## WORK REQUIRED
In the discussion excerpt on EIP and ERC status, what does "final" mean in the EIP repository as of some time in 2020?

** BEGIN DOCUMENT EXTRACT **

Originally, final meant that an EIP was on mainnet and was therefore unable to be changed further. This obviously doesn’t make sense for ERCs because we don’t have an equivalent consensus mechanism as “it’s on mainnet”. The simple deployment of a standard should not be enough to solidify the standard–in fact, this behaviour should really be frowned upon as it can unfairly push a standard to final before consensus on certain issues is reached.
However, as of some time in 2020, this isn’t what “final” means in the EIP repository. Final means the standard is final and will not be changed further, except for nonnormative changes. It may have very little chance of ever going into a hardfork.
I’m in favor of keeping the ERC process similar to now. I actually think this new process of focusing on the standard rather than the governance makes a lot of sense for ERCs. It’s actually EIPs that I’d like to see be treated differently. I don’t think enough people are involved in core development to sustain such a fragmented process. I’d rather governance and core EIPs go hand-in-hand. Having “final” EIPs that have very little chance of going to mainnet is not useful, and may even just suck bandwidth from people whose bandwidth is already severely limited. This isn’t to say that people aren’t welcome to bring their core changes and iterate on them until they feel they’re “final”. We’re an open ecosystem and this is always an option. But generally, core developers will make minor tweaks to proposals that are accepted. Making your EIP final before release on mainnet is imminent is not productive.
We’re getting off track.
I disagree. I think it’s also important to build strong, universally accepted standards in ERCs. I think we’re in a place today where the top 1-3 projects have substantial control over what “standards” are in place on Ethereum. If Uniswap decided it would support a new ERC-20 incompatible token, the community would scramble to add support.
I feel like the ERC space is too reactive. Most people/teams react to immediate needs, rather than consider future desires. I would really like to see some people in the space step up and help lead the discussions on how to improve smart contract standards. Are we really going to just accept ERC-20 compatibility as absolute?
Thank you @anett for raising this. I do agree, ERCs are very different from EIPs!

** END DOCUMENT EXTRACT **
** BEGIN SUPPLIED DATA **

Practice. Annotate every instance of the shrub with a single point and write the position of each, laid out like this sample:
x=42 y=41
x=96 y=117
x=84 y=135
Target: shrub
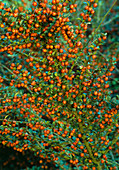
x=54 y=86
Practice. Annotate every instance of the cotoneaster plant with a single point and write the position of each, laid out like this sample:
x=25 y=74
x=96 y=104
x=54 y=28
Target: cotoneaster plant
x=54 y=86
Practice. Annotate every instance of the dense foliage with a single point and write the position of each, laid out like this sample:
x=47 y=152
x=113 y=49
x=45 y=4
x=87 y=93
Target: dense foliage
x=57 y=110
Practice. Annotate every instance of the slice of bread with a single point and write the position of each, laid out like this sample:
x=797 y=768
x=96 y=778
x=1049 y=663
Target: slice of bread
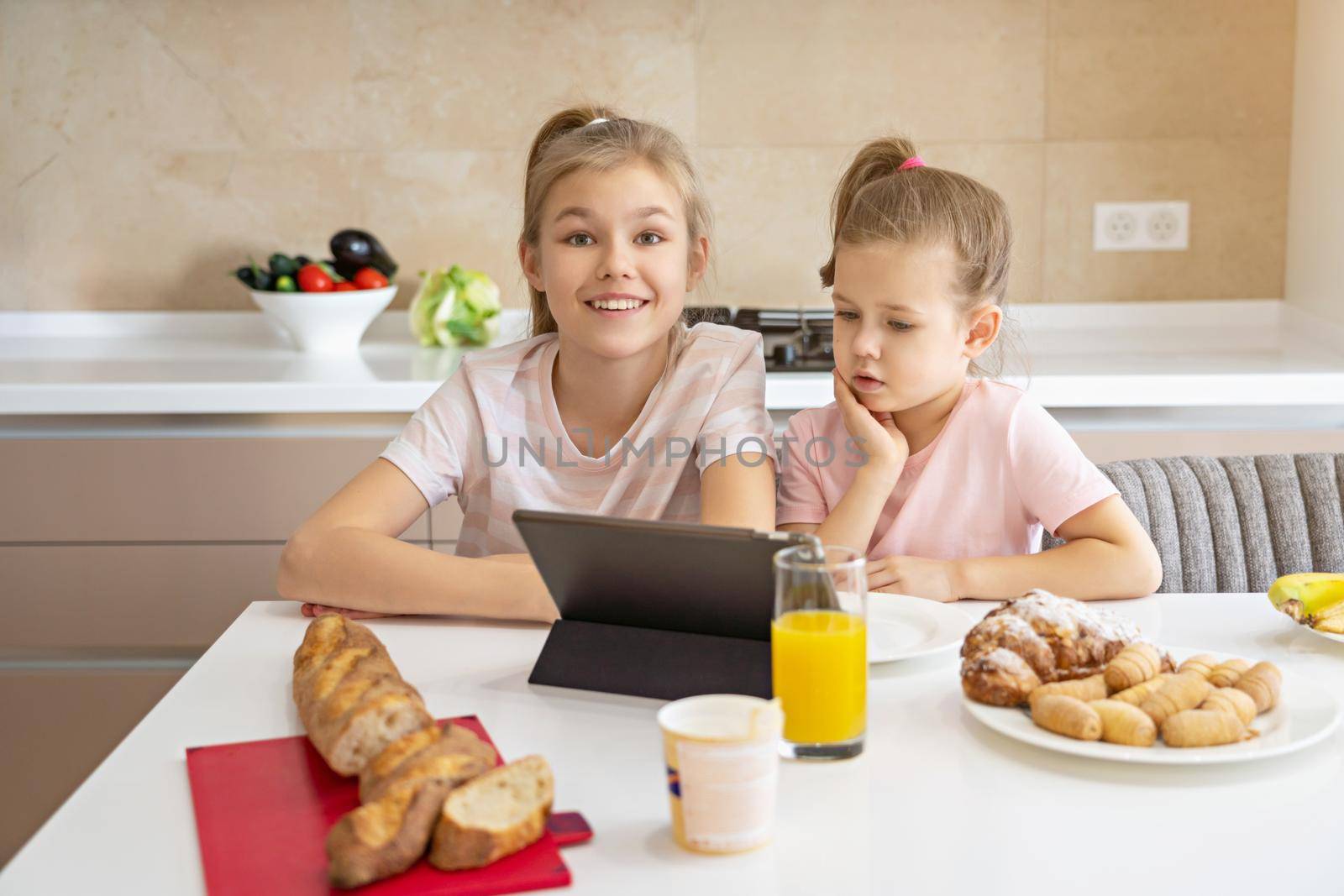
x=494 y=815
x=378 y=720
x=383 y=837
x=450 y=755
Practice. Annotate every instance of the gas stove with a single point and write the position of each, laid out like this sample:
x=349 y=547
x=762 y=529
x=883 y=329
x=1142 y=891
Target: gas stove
x=796 y=340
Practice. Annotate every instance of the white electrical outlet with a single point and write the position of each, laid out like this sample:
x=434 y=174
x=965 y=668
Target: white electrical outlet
x=1140 y=228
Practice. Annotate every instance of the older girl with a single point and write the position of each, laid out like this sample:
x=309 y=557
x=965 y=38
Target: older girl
x=613 y=406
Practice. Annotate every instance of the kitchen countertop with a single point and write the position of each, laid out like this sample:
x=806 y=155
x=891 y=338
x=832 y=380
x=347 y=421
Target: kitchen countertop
x=1214 y=355
x=936 y=804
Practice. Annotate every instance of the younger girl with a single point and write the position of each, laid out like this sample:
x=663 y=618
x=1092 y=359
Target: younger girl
x=945 y=481
x=612 y=407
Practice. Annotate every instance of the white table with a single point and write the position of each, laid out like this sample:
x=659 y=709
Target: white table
x=936 y=804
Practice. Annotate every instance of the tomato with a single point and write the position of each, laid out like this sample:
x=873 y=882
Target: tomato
x=370 y=278
x=312 y=278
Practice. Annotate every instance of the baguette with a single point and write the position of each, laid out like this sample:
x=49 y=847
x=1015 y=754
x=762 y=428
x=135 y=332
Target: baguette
x=494 y=815
x=351 y=698
x=383 y=837
x=450 y=755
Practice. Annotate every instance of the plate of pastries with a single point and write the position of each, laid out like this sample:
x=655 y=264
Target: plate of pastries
x=1077 y=679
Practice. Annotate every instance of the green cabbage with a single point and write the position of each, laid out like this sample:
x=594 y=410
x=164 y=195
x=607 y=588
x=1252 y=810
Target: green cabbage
x=456 y=307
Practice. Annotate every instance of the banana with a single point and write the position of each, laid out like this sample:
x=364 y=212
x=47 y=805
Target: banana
x=1310 y=598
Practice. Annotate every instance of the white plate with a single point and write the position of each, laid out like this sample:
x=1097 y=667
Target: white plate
x=1307 y=712
x=1327 y=634
x=902 y=627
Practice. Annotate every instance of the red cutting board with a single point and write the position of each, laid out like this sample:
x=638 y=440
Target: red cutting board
x=264 y=809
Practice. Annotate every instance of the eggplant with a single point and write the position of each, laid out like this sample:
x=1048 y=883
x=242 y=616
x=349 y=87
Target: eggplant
x=355 y=249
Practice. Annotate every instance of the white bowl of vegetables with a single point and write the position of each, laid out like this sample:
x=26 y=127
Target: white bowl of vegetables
x=326 y=322
x=322 y=311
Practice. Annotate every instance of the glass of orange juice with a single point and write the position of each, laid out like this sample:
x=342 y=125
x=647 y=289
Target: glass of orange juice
x=819 y=647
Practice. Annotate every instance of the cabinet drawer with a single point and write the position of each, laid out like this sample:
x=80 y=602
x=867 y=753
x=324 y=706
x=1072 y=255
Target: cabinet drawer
x=60 y=725
x=174 y=490
x=129 y=595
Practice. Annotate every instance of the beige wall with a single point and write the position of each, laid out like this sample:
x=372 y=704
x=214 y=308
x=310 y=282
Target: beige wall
x=1316 y=195
x=148 y=145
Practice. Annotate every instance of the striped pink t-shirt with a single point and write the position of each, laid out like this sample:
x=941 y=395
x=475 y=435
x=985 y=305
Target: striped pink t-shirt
x=492 y=436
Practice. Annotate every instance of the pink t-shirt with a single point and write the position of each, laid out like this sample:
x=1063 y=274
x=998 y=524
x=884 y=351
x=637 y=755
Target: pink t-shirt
x=1000 y=469
x=492 y=436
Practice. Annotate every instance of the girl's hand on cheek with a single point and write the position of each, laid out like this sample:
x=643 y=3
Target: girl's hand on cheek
x=932 y=579
x=320 y=610
x=885 y=445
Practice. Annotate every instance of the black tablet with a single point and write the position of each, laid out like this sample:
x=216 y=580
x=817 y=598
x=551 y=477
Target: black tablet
x=655 y=609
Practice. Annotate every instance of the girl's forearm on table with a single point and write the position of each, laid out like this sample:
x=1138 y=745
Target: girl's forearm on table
x=1085 y=569
x=363 y=570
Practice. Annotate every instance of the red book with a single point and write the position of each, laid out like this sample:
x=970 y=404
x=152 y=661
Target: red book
x=264 y=809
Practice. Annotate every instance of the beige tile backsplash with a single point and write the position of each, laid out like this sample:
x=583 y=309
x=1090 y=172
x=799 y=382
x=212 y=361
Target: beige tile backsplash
x=148 y=145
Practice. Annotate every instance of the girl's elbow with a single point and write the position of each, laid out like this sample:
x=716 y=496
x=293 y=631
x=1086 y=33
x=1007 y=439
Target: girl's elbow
x=296 y=560
x=1149 y=571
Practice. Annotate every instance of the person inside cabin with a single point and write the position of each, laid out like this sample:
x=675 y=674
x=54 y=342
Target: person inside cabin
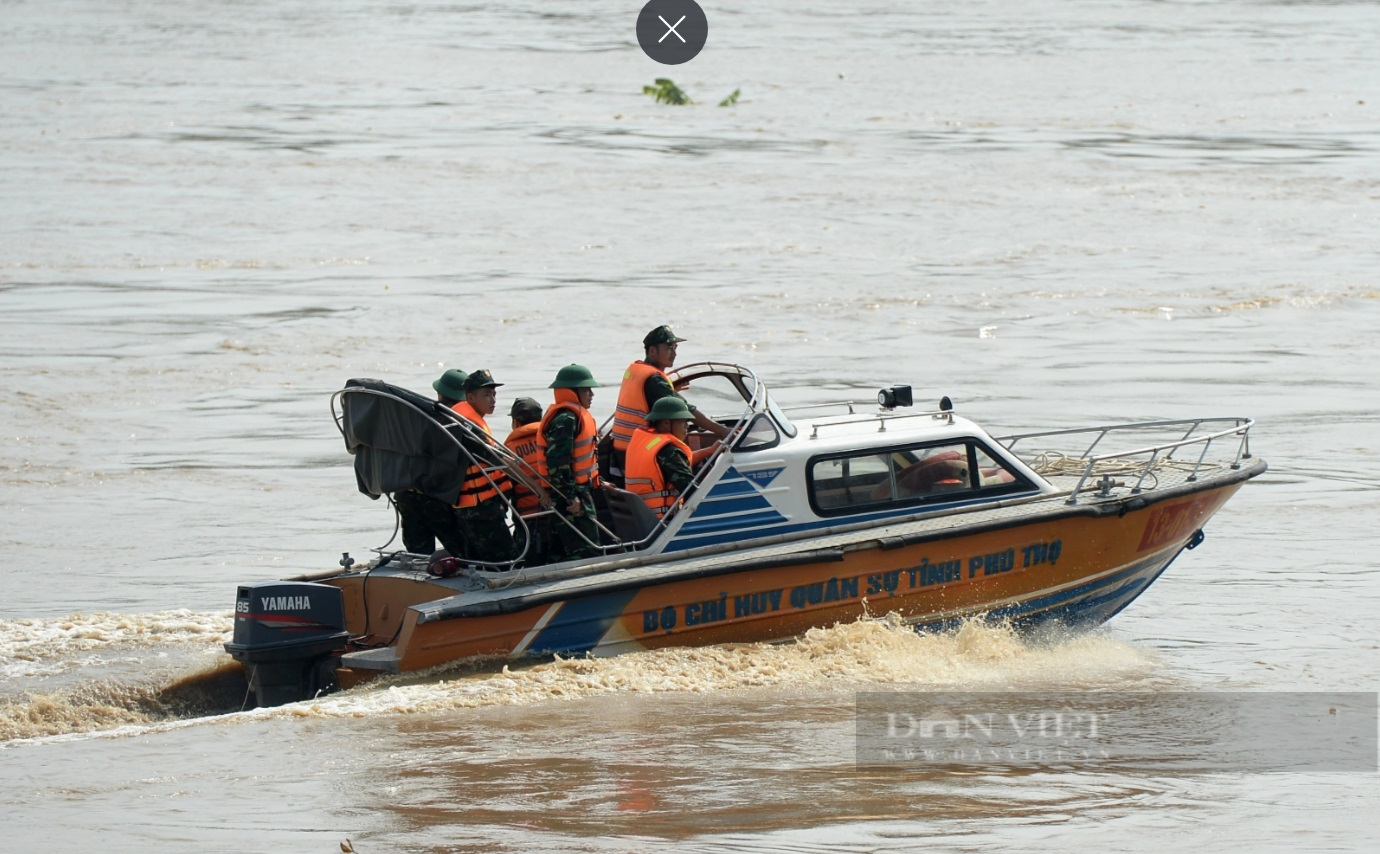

** END SUPPLIED DATA **

## FULL SOLUTION
The standard is final and will not be changed further, except for nonnormative changes.